=== The task ===
Render each line from the one containing "Locate every steel rail in the image above." through the end of the items, inclusive, as a Markdown table. Use the columns Row and Line, number each line in order, and leave out blank lines.

---+---

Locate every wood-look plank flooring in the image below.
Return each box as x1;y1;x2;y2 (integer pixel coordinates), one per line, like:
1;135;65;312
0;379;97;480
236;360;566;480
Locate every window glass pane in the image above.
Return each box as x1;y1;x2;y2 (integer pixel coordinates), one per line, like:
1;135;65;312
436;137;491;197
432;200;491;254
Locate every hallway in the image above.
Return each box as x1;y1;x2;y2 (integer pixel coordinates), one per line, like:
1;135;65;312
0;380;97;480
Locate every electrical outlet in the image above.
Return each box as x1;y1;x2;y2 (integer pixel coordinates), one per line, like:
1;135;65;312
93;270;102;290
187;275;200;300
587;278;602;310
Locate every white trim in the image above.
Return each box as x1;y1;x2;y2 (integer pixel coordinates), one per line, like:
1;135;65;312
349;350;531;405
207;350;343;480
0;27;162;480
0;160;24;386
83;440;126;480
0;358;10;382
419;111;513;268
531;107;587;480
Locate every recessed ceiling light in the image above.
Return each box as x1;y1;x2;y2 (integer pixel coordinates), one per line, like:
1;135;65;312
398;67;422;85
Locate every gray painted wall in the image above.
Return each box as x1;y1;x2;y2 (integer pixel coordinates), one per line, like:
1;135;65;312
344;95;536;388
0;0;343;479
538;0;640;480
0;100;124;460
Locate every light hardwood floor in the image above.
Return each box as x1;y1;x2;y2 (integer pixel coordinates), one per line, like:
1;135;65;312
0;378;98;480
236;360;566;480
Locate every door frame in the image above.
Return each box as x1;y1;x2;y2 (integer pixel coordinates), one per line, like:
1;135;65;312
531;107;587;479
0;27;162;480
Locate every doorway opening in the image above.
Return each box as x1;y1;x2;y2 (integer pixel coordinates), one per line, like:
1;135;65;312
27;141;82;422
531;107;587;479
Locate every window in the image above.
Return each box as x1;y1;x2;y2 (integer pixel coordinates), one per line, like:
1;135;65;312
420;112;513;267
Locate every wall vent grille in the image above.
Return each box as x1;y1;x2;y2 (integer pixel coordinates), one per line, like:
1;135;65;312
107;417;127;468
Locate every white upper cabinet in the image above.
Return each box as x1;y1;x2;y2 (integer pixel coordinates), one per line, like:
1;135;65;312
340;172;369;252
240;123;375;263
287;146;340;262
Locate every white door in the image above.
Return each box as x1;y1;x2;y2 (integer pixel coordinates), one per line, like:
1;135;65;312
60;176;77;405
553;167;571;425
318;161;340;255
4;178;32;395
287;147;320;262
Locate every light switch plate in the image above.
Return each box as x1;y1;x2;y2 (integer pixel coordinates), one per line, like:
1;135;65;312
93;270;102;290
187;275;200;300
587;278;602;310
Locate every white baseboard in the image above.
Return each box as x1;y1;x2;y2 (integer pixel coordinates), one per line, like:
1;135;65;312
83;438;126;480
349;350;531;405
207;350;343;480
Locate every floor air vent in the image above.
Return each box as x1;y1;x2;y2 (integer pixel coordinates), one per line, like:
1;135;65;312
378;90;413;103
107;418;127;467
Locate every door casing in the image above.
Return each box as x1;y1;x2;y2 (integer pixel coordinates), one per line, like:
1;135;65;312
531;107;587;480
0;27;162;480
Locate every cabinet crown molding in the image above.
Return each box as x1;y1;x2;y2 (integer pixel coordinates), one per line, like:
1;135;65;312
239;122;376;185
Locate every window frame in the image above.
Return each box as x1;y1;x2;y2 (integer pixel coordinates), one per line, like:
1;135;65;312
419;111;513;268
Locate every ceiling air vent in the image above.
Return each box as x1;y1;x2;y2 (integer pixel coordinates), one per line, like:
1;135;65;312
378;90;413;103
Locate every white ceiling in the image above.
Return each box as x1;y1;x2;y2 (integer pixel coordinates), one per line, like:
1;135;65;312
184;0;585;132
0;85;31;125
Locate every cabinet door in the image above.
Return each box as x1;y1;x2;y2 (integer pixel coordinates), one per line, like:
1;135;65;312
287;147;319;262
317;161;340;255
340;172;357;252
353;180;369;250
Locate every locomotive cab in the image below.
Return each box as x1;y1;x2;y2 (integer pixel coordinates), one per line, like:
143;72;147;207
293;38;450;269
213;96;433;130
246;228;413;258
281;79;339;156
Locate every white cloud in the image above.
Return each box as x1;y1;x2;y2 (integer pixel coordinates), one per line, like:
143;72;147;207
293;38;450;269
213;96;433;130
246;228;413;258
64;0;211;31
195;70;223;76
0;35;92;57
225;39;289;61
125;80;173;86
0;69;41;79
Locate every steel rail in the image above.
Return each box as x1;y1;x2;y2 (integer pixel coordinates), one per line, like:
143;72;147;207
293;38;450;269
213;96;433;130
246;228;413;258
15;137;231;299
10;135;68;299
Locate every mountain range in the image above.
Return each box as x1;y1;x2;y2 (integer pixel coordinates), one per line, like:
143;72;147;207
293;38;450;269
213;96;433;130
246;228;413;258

---+---

=== Task answer ===
| Row | Line |
|---|---|
| 1 | Locate every steel rail in the image above. |
| 2 | Return each box as x1;y1;x2;y2 (integer pixel coordinates), one per line, like: |
| 3 | 143;72;147;207 |
| 4 | 293;38;450;269 |
| 5 | 213;96;433;130 |
| 6 | 246;228;413;258 |
| 7 | 15;137;231;299 |
| 8 | 10;135;68;299 |
| 9 | Locate every mountain range in the image above. |
| 10 | Return each box as x1;y1;x2;y2 (integer pixel coordinates), one per line, like: |
| 11 | 143;72;147;207 |
| 12 | 293;38;450;269 |
| 13 | 213;96;433;130 |
| 14 | 246;228;413;258 |